Without altering anything, repeat each of the records.

Data listing
#####

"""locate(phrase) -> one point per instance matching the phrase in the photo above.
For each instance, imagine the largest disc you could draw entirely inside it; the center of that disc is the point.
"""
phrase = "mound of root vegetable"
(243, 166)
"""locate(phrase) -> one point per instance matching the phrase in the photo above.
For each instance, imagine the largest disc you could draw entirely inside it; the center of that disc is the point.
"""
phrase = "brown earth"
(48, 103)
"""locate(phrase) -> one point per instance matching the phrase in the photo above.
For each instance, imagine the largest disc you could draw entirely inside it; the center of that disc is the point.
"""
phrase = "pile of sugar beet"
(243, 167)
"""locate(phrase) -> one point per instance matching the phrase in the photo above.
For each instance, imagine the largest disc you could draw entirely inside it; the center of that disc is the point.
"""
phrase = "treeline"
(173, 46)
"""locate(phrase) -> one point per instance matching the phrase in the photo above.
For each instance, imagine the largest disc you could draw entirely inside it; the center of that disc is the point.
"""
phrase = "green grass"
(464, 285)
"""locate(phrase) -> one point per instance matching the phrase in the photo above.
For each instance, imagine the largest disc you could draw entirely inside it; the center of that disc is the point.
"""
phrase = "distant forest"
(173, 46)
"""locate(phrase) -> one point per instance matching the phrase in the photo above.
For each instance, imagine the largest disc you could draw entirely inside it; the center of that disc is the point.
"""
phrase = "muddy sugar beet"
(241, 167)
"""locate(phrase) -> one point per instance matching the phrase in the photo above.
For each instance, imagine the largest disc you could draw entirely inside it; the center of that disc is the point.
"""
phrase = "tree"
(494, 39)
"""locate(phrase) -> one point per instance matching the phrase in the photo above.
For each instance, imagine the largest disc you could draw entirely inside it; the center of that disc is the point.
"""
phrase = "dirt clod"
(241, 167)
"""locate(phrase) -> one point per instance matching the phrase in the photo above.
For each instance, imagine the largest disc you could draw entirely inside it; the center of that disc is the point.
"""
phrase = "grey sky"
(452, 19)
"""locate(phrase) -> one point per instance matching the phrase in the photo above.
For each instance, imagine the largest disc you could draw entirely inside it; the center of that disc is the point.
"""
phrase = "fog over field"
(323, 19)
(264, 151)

#####

*THE RESULT:*
"""locate(phrase) -> one point per instance matching the phrase in the photo above.
For each instance, imagine the largest disc you could draw entirely inside it; the center of that disc is the point.
"""
phrase = "mound of root vegetable"
(243, 166)
"""locate(phrase) -> one point per instance matching the phrase in the photo above.
For each instance, imagine the largest disc you could draw entirely inside it; the center of that disc is the point.
"""
phrase = "brown earth"
(48, 103)
"""locate(phrase) -> one point per instance matching the phrase in the photo above.
For each instance, imagine the largest disc you could draw entirely inside it; the center of that disc is the point.
"""
phrase = "pile of sugar beet"
(243, 167)
"""locate(phrase) -> one point per instance matching the phrase in the photo above.
For each instance, imagine the largest disc you could draw entirely inside it; the center of that disc is the point.
"""
phrase = "treeline"
(173, 46)
"""locate(phrase) -> one point per instance matching the phrase in the photo above.
For each instance, imagine the largest disc you could draw entirely inside it; the center of that disc is the point.
"""
phrase = "green grass"
(464, 285)
"""locate(phrase) -> one point per instance matching the phrase in the photo above.
For each instance, imagine the largest disc you could draw entirely inside it; the center of that disc is the point.
"""
phrase = "distant forest"
(173, 46)
"""locate(phrase) -> one point per instance matching the phrase in the photo above.
For each instance, imagine the largest disc you could draw entirely inside it; the center of that disc is the point.
"""
phrase = "muddy sugar beet"
(241, 167)
"""locate(phrase) -> one point per instance matching the phrase in the photo above.
For each instance, imagine the largest disc you could draw entirely inside it; the center of that disc is the point.
"""
phrase = "tree"
(494, 39)
"""locate(phrase) -> one point per instance matching the phrase in the photo above.
For each instance, imagine the largest disc you could draw entirely inside it; the center of that disc is the point.
"""
phrase = "dirt clod"
(241, 167)
"""locate(phrase) -> one point per instance matching the phrase in the photo above.
For each instance, imagine the largest disc you could draw entirely inside it; the center of that disc is the point.
"""
phrase = "grey sky"
(452, 19)
"""locate(phrase) -> one point per instance matching the phrase in the photo above.
For each instance, imagine the largest disc you could draw entirely inside it; the center of that disc is the point.
"""
phrase = "fog over field"
(323, 19)
(264, 151)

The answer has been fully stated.